Dynamik und Komplexität von Entscheidungssituationen
Die Bandbreite, die eine Führungskraft heutzutage zu berücksichtigen hat, ist erheblich. Sie reicht von technologischen Aspekte über rechtliche Entwicklungen und Markt- und Branchenspezifika bis hin zu verändertem und sich weiter veränderndem Kundenverhalten. Zwei Bedingungen stechen sind hierbei branchenübergreifend heraus: Die Zunahme an komplexen Entscheidungssituationen und die geänderten Mitarbeiteransprüche.
Die Dynamik, in der sich Unternehmen befinden, nimmt stetig zu und damit die Komplexität von Entscheidungssituationen. Dies drückt sich etwa durch die zunehmende Vernetztheit von Aufgabenstellungen und der zunehmenden Unbestimmtheit von Entscheidungssituationen aus. Entsprechend sind Führungskräfte kaum noch in der Lage, eine Situation vollständig erfassen zu können; sie müssen Mehrdeutigkeit, Widersprüche und Unsicherheit von Situationen ertragen.
Gesellschaftlicher Wandel
Ein weiterer wichtiger Faktor, der das Thema Führung beeinflusst, ist der gesellschaftliche Wandel, der sich in letzten Jahrzehnten vollzogen und zu höheren Ansprüchen der Menschen geführt hat. Was ist bei der Motivation von Mitarbeiter*innen zu beachten? Trends wie etwa die Säkularisierung vieler Lebensbereiche, die hohe Bedeutung sozialer Kontakte und Freizeitorientierung, die Ablehnung von Unterordnung und Verpflichtung sowie die Bedeutung des eigenen Lebensgenusses und der eigenen Selbstverwirklichung beeinflussen in hohem Maße die Einstellungen der Arbeitnehmer*innen in ihrem arbeitsrelevanten Kontext: Statt Fleiß und Pflichtgefühl werden Faktoren wie Freizeitorientierung, die Qualität sozialer Kontakte und Möglichkeiten der Selbstverwirklichung immer bedeutsamer. Spaß an der Arbeit, herausfordernde Aufgaben und Möglichkeiten zur Entwicklung der eigenen Potenziale sind Faktoren, die für Mitarbeiter*innen – und gerade für hoch qualifizierte – immer wichtiger werden. Work-Life-Balance als gelungene Verbindung von individueller Karriere und Privatleben ist zu einem wichtigen Thema geworden.

§ **Einträge aus einem Pointing-Datensatz**
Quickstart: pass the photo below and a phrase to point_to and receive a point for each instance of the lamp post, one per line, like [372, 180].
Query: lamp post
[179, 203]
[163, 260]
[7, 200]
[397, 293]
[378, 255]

§ **AUFGABEN**
**a.** Kopiere aus dem zitierten Text den Abschnitt, der mit den Worten „Die Dynamik, in“ beginnt und mit „von Situationen ertragen.“ endet, Wort für Wort.
**b.** Beantworte anhand des zitierten Textes die folgenden Fragen:
(i) Welche zwei Bedingungen stechen branchenübergreifend heraus?
(ii) Was müssen Führungskräfte bei Entscheidungssituationen ertragen?
(iii) Als was wird Work-Life-Balance bezeichnet?
**c.** Erkläre mit dem zitierten Text, warum Führungskräfte kaum noch in der Lage sind, eine Situation vollständig zu erfassen.
Stütze dich ausschließlich auf den zitierten Text.

§ **ANTWORTEN JE AUFGABE**
**a.**
Die Dynamik, in der sich Unternehmen befinden, nimmt stetig zu und damit die Komplexität von Entscheidungssituationen. Dies drückt sich etwa durch die zunehmende Vernetztheit von Aufgabenstellungen und der zunehmenden Unbestimmtheit von Entscheidungssituationen aus. Entsprechend sind Führungskräfte kaum noch in der Lage, eine Situation vollständig erfassen zu können; sie müssen Mehrdeutigkeit, Widersprüche und Unsicherheit von Situationen ertragen.

**b.**
(i) Die Zunahme an komplexen Entscheidungssituationen und die geänderten Mitarbeiteransprüche.
(ii) Mehrdeutigkeit, Widersprüche und Unsicherheit von Situationen.
(iii) Als gelungene Verbindung von individueller Karriere und Privatleben.

**c.** Die Dynamik, in der sich Unternehmen befinden, nimmt stetig zu, und damit wächst die Komplexität von Entscheidungssituationen. Das zeigt sich etwa in der zunehmenden Vernetztheit von Aufgabenstellungen und der zunehmenden Unbestimmtheit von Entscheidungssituationen.